### INPUT
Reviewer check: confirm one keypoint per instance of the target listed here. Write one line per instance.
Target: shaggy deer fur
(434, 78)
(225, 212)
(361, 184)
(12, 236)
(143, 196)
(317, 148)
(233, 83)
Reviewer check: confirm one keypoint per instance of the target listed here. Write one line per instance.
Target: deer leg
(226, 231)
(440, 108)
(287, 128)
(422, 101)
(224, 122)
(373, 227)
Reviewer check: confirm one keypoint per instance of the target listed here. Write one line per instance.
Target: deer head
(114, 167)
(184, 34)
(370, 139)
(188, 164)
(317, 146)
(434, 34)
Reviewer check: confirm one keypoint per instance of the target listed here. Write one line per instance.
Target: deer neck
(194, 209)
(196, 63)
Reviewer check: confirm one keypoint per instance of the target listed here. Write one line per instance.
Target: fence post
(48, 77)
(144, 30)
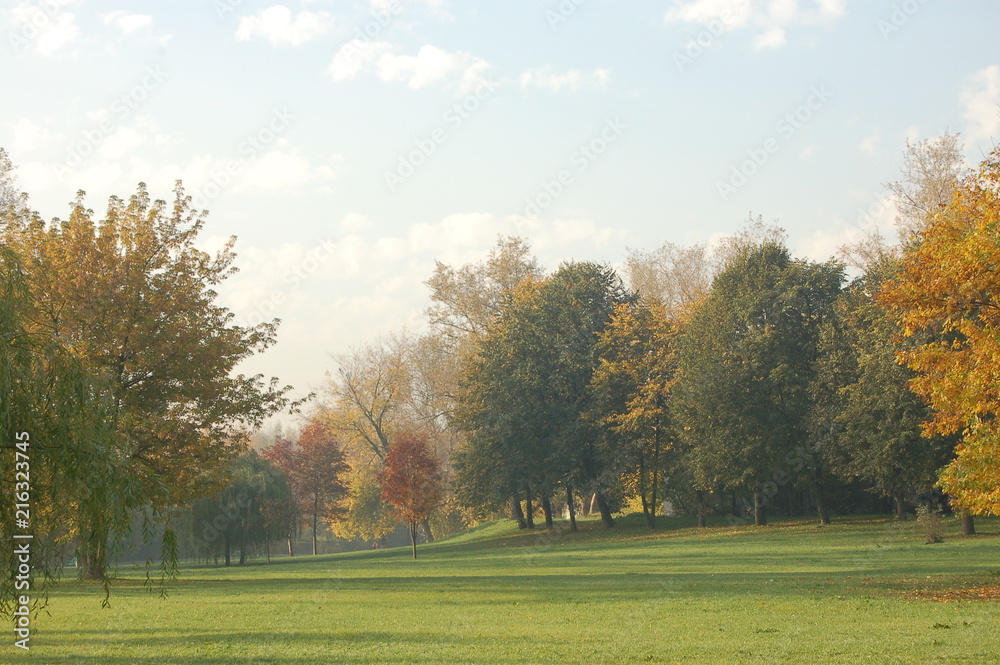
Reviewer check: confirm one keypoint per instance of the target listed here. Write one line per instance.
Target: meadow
(863, 590)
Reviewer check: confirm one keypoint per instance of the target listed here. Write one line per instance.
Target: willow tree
(134, 299)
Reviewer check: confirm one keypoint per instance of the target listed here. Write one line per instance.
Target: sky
(349, 145)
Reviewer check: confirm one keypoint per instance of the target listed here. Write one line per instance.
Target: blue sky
(350, 144)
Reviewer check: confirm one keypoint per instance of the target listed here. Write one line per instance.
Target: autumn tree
(948, 290)
(746, 366)
(672, 275)
(637, 364)
(866, 420)
(411, 481)
(316, 468)
(317, 473)
(135, 299)
(932, 168)
(368, 394)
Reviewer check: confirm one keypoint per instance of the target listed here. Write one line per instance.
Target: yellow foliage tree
(949, 289)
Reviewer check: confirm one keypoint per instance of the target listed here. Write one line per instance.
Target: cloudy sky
(350, 144)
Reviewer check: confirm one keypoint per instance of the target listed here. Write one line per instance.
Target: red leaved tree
(411, 480)
(314, 467)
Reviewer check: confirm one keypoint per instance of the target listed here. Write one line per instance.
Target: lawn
(864, 590)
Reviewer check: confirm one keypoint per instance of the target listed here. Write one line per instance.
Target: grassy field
(859, 591)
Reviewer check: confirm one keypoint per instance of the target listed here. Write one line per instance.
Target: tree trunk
(547, 509)
(315, 523)
(968, 524)
(759, 514)
(642, 488)
(516, 513)
(820, 493)
(427, 529)
(529, 510)
(572, 508)
(654, 478)
(701, 509)
(606, 518)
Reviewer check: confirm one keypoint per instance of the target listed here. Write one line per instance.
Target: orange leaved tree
(411, 480)
(949, 290)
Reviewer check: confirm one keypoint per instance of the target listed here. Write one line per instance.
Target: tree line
(735, 380)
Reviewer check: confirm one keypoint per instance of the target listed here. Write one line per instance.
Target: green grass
(859, 591)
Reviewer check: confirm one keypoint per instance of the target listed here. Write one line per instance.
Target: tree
(527, 391)
(672, 275)
(9, 196)
(315, 466)
(867, 418)
(411, 481)
(255, 501)
(134, 298)
(369, 394)
(631, 386)
(468, 300)
(365, 515)
(56, 413)
(746, 366)
(932, 168)
(317, 469)
(282, 456)
(948, 289)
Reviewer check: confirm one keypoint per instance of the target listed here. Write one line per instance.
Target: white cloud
(981, 98)
(277, 25)
(773, 38)
(128, 22)
(354, 222)
(912, 133)
(770, 19)
(432, 65)
(355, 57)
(46, 30)
(869, 145)
(286, 171)
(573, 80)
(29, 136)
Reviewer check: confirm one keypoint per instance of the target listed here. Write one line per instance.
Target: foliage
(867, 419)
(948, 289)
(134, 299)
(631, 385)
(746, 366)
(411, 480)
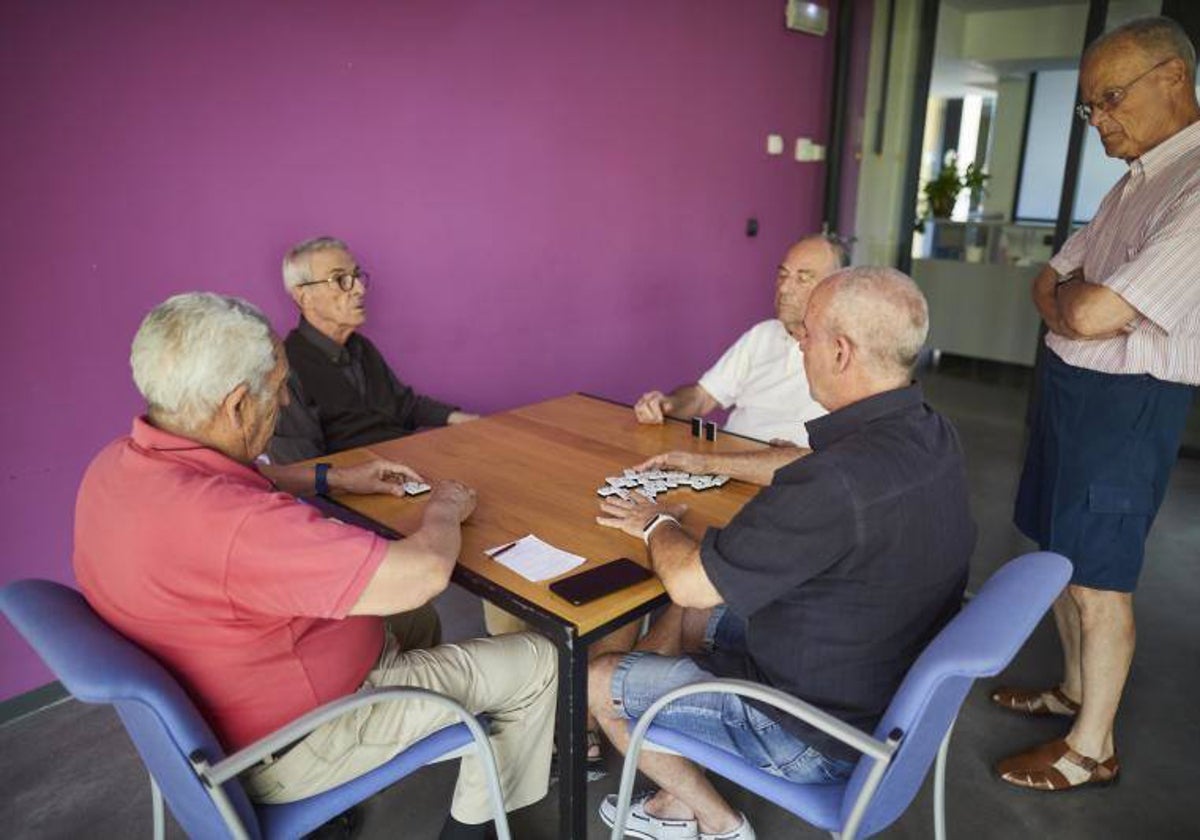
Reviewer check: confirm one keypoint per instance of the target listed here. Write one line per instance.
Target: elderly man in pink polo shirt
(1122, 306)
(263, 609)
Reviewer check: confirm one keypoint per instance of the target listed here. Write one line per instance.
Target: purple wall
(550, 195)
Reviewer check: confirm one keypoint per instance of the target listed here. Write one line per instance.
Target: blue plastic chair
(981, 641)
(187, 765)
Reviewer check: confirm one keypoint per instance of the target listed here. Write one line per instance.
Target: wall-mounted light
(808, 17)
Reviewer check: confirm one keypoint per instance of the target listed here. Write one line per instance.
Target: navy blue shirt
(849, 563)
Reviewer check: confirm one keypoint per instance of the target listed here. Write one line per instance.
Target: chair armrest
(783, 701)
(250, 755)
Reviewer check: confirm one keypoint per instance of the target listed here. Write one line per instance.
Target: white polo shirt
(762, 376)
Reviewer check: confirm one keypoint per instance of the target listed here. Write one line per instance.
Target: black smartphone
(604, 580)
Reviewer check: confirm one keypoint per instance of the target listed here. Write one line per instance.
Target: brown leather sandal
(1048, 702)
(1056, 767)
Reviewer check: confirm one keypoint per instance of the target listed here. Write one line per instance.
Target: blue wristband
(323, 479)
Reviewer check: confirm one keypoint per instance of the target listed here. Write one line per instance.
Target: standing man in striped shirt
(1122, 306)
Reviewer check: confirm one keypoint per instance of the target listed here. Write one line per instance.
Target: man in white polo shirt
(762, 375)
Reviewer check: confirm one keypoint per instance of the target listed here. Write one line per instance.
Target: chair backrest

### INSTRUCTION
Your task is to set down the records shown above exactly, minus any pictures.

### SOLUTION TO THIS TASK
Reviewer check: confirm one keypoint per instance of the target listed here. Write one line per instance.
Target: shaggy deer fur
(434, 78)
(225, 212)
(361, 184)
(12, 236)
(143, 196)
(317, 148)
(233, 83)
Reviewer check: confirm one keypoint per instance of the target listed here. Write one line per instance.
Target: deer leg
(226, 231)
(440, 108)
(287, 128)
(422, 101)
(224, 122)
(373, 227)
Reviewer check: confirm one keypoint per instance of the target listed here. Write one line per instance.
Target: deer head
(114, 167)
(184, 34)
(370, 139)
(188, 164)
(317, 146)
(434, 34)
Reviewer check: confirm one keypoint per instance of the target listed here. Write one line per instance.
Target: deer neck
(194, 209)
(196, 63)
Reviewer check: confirm one keypoint per instance of the target listed here. Write one line per instance.
Target: fence post
(48, 77)
(144, 30)
Reviewer check: confirm one keypoint per instance of the target listed here. Write one line per instance.
Target: meadow
(863, 590)
Reviewer check: confirm one keypoint per instance of the target listed here. Write one line per instance.
Target: willow tree
(134, 299)
Reviewer check: confirm one keypoint per instance of the target listed here. Write one line per instance.
Target: sky
(349, 145)
Reviewer check: confirm one keypoint per instance of the target listed here. Write one line per instance.
Target: blue sky
(350, 144)
Reviewer check: confirm one keypoint per instance of the target listed here. Write one line per instance.
Target: autumn tree
(948, 290)
(746, 366)
(672, 275)
(637, 364)
(866, 420)
(411, 481)
(316, 468)
(317, 473)
(135, 299)
(932, 168)
(368, 394)
Reviewer check: confirm one keypoint per instance of the target listed here. Write one line per instance.
Target: yellow foliage tree
(949, 289)
Reviewer check: confirm one keypoint per instance of the target listed here. Write one line per instance.
Target: cloudy sky
(350, 144)
Reviewer check: confirm one keypoint per instance of the target listed here. Write one line per instance.
Target: red leaved tree
(411, 480)
(314, 467)
Reviewer check: confirm one keypoint per instance of the target listed here. Write one line per instance.
Target: lawn
(864, 590)
Reviewer check: confirm one keypoint per instance of the target listed here. Write one line per instance.
Target: grassy field
(859, 591)
Reviewer check: confirm one keypoint per instance of the target listed here. Write one line per instance.
Target: tree trunk
(547, 509)
(315, 523)
(968, 524)
(759, 514)
(642, 488)
(516, 513)
(820, 493)
(427, 529)
(529, 510)
(572, 508)
(654, 478)
(701, 509)
(606, 518)
Reviewer check: confirm one keypoint per instance of the target listed here. Write one line per instance.
Target: orange leaved tree
(411, 480)
(949, 290)
Reviewer check: confirm one keypoint per instance of the target listed here. Write one line per instance.
Target: tree line
(735, 380)
Reviewer check: confirm one keypoint per instance of the target listed here. Write one line per instance.
Target: green grass
(859, 591)
Reviewer check: confirm one keypoint per instance of the target listed here. Write one line per instance.
Target: tree
(527, 391)
(672, 275)
(9, 196)
(315, 466)
(867, 418)
(411, 481)
(255, 501)
(134, 298)
(369, 394)
(631, 386)
(468, 300)
(365, 515)
(56, 413)
(746, 366)
(932, 168)
(317, 469)
(282, 456)
(948, 289)
Reviewer check: confirm one keypoint per instance of the target listed here. Write one line per instance.
Target: white cloud
(981, 98)
(277, 25)
(773, 38)
(128, 22)
(354, 222)
(912, 133)
(770, 19)
(432, 65)
(355, 57)
(46, 30)
(869, 145)
(286, 171)
(573, 80)
(29, 136)
Reviewer check: confirm one keypoint per instance of the target listed here. Write one line per instance.
Target: foliage
(867, 419)
(948, 289)
(134, 299)
(631, 385)
(746, 366)
(411, 480)
Reviewer check: confirm one keypoint per instance of the target listed here. Write one line per instance.
Target: elderly man in pink polo shirt
(1122, 306)
(263, 609)
Reviewer check: confirm one keypoint per instance of the target listed here. Write one line per instance.
Target: purple wall
(550, 195)
Reviewer check: confirm one keypoint per instance of the target listed here. Write one line per instance.
Target: blue plastic chair
(981, 641)
(187, 765)
Reviewer check: confirm one keypoint per instance of the target listed here. Write one line per instance.
Target: wall-mounted light
(808, 17)
Reviewer check: confirm one keypoint per instance of the target listed here. Write one line per instance.
Target: navy blue shirt
(849, 563)
Reviewer check: confirm one keypoint per instance of the target listed here. Write one line per instance.
Target: chair armrest
(783, 701)
(250, 755)
Reviewer check: confirm one keypoint per instance of the target listed here. Write one line per instance.
Target: white polo shirt
(762, 376)
Reviewer check: confirm one keypoint per instance of the target listed here. Write one line per instance.
Target: black smartphone
(604, 580)
Reviewer check: confirm one keypoint per instance of the target listed here. Write one line per instance.
Target: brown leather sandal
(1048, 702)
(1056, 767)
Reviewer check: confirm one keypoint per instance of the target listed here. Write one line per instance.
Target: blue wristband
(323, 479)
Reviewer check: confirm one keypoint per instance of the target listed here. Write one line per instance.
Target: standing man in striped shirt
(1122, 306)
Reviewer check: confirm one keypoint per instance of the target listed here. Write one line per instance.
Target: man in white polo shirt
(762, 375)
Reviewer check: confirm one keypoint per instance of the target listed here. Write one line per instance.
Target: chair backrest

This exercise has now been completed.